Dataset items
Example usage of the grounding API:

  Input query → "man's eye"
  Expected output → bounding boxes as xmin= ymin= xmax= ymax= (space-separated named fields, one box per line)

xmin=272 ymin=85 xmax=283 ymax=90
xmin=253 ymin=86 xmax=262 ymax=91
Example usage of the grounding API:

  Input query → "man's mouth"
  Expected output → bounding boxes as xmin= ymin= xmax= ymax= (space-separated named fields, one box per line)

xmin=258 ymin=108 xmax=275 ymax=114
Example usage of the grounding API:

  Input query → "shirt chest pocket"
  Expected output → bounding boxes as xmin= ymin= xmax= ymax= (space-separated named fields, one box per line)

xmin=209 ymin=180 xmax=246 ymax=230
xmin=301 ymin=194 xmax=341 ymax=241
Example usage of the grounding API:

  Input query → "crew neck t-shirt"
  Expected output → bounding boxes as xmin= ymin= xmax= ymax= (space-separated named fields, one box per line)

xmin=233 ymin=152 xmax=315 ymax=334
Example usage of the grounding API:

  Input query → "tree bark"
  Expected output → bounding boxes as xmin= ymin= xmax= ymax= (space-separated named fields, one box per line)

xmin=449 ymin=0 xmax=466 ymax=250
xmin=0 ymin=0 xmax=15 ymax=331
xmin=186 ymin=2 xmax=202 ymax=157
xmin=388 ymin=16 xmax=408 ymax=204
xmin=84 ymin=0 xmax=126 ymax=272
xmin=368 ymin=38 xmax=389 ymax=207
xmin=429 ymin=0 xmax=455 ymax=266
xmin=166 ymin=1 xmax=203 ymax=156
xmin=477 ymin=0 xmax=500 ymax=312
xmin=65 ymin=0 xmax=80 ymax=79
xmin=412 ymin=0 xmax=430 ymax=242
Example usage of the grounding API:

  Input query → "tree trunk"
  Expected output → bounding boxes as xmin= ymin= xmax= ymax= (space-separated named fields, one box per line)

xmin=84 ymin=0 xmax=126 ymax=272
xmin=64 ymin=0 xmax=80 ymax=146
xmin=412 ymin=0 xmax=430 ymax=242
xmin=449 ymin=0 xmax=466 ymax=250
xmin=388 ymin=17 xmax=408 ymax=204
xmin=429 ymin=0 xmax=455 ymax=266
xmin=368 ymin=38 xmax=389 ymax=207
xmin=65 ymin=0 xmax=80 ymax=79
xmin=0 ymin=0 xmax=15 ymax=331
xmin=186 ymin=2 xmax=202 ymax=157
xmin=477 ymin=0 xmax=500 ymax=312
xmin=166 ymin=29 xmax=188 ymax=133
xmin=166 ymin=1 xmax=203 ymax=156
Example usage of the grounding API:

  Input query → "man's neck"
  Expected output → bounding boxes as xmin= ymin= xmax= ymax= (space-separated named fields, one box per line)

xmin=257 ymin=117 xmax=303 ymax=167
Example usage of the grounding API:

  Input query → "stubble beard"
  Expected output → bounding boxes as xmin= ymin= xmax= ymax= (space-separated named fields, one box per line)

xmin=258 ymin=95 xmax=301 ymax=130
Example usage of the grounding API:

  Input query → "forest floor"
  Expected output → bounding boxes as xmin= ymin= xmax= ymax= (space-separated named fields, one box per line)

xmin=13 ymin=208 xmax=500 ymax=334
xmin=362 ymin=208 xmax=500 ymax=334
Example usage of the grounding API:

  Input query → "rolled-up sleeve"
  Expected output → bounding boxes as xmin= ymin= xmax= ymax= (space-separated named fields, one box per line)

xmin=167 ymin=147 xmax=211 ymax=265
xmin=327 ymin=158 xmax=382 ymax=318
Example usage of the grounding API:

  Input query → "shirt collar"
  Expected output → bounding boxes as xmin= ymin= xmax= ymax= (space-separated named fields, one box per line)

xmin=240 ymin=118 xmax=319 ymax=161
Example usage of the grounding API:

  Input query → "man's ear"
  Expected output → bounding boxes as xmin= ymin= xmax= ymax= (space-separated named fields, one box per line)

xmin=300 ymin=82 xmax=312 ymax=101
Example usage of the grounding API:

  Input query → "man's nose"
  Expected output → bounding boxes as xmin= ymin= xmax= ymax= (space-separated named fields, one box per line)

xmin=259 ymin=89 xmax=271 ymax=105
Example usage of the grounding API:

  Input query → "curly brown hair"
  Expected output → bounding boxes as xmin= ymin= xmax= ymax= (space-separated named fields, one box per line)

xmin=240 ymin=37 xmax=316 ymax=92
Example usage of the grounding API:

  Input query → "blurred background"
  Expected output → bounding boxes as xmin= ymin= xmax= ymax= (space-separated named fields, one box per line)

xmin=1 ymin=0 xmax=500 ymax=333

§ Your goal:
The full set of entries, copied exactly, is the expected answer.

§ Exercise response:
Example usage of the grounding API:

  Input query → "man's eye"
  Expected output → bounding boxes as xmin= ymin= xmax= ymax= (space-separated named fields, one box per line)

xmin=272 ymin=85 xmax=283 ymax=90
xmin=253 ymin=86 xmax=262 ymax=91
Example usage of the grounding API:

  Input query → "man's mouth"
  Expected output → bounding boxes as xmin= ymin= xmax= ymax= (space-separated named fields, one box per line)

xmin=258 ymin=108 xmax=275 ymax=114
Example usage of the grounding API:

  Input query → "shirt chest pocket"
  Expected output → bounding boxes as xmin= ymin= xmax= ymax= (space-separated named fields, one box per line)

xmin=209 ymin=180 xmax=246 ymax=230
xmin=301 ymin=194 xmax=341 ymax=241
Example usage of the grounding API:

  Input query → "crew neck t-shirt"
  Expected output → bounding boxes as xmin= ymin= xmax= ymax= (space-separated named fields, one box per line)

xmin=233 ymin=152 xmax=315 ymax=334
Example usage of the grounding API:

  Input query → "tree bark"
  Expected output → bounding boxes as xmin= ymin= xmax= ymax= (space-separated named fields, one box per line)

xmin=449 ymin=0 xmax=466 ymax=250
xmin=0 ymin=0 xmax=15 ymax=331
xmin=186 ymin=2 xmax=202 ymax=157
xmin=388 ymin=16 xmax=408 ymax=204
xmin=84 ymin=0 xmax=126 ymax=272
xmin=368 ymin=38 xmax=389 ymax=207
xmin=429 ymin=0 xmax=455 ymax=266
xmin=166 ymin=1 xmax=203 ymax=156
xmin=477 ymin=0 xmax=500 ymax=312
xmin=65 ymin=0 xmax=80 ymax=79
xmin=412 ymin=0 xmax=430 ymax=242
Example usage of the grounding API:

  Input query → "tree trunk"
  Expected output → bounding boxes as xmin= ymin= xmax= ymax= (space-separated named fields, one box per line)

xmin=84 ymin=0 xmax=126 ymax=272
xmin=64 ymin=0 xmax=80 ymax=146
xmin=412 ymin=0 xmax=430 ymax=242
xmin=449 ymin=0 xmax=466 ymax=250
xmin=388 ymin=17 xmax=408 ymax=204
xmin=429 ymin=0 xmax=455 ymax=266
xmin=368 ymin=38 xmax=389 ymax=207
xmin=65 ymin=0 xmax=80 ymax=79
xmin=0 ymin=0 xmax=15 ymax=331
xmin=186 ymin=2 xmax=202 ymax=157
xmin=477 ymin=0 xmax=500 ymax=312
xmin=166 ymin=29 xmax=188 ymax=133
xmin=166 ymin=1 xmax=203 ymax=156
Example usage of the grounding API:

  Input query → "man's neck"
  Expected output → bounding boxes as xmin= ymin= xmax= ymax= (space-separated named fields, one box per line)

xmin=257 ymin=117 xmax=303 ymax=167
Example usage of the grounding API:

  Input query → "stubble beard"
  Expected output → bounding boxes as xmin= ymin= xmax= ymax= (space-separated named fields, one box per line)

xmin=258 ymin=95 xmax=301 ymax=130
Example usage of the grounding API:

  Input query → "forest floor"
  Expected output → bounding boxes as xmin= ymin= xmax= ymax= (space-separated named fields, one box per line)

xmin=13 ymin=208 xmax=500 ymax=334
xmin=362 ymin=208 xmax=500 ymax=334
Example usage of the grounding API:

  Input query → "rolled-up sleeve"
  Expected output → bounding boxes as xmin= ymin= xmax= ymax= (space-separated named fields, one box per line)

xmin=167 ymin=147 xmax=211 ymax=265
xmin=327 ymin=158 xmax=382 ymax=318
Example usage of the grounding API:

  Input query → "shirt collar"
  Expected output → bounding boxes as xmin= ymin= xmax= ymax= (space-separated named fields, one box per line)

xmin=240 ymin=118 xmax=319 ymax=161
Example usage of the grounding API:

  Input query → "man's ear"
  Expected output → bounding boxes as xmin= ymin= xmax= ymax= (space-separated named fields, one box per line)

xmin=300 ymin=82 xmax=312 ymax=101
Example usage of the grounding API:

  Input query → "man's nose"
  Expected output → bounding boxes as xmin= ymin= xmax= ymax= (space-separated named fields, one box per line)

xmin=259 ymin=89 xmax=271 ymax=105
Example usage of the grounding API:

  Input query → "curly brown hair"
  Expected output → bounding boxes as xmin= ymin= xmax= ymax= (space-separated named fields, one box per line)

xmin=240 ymin=37 xmax=316 ymax=92
Example usage of the grounding API:

  Input query → "blurred background"
  Expected output → bounding boxes as xmin= ymin= xmax= ymax= (space-separated named fields, one box per line)

xmin=1 ymin=0 xmax=500 ymax=333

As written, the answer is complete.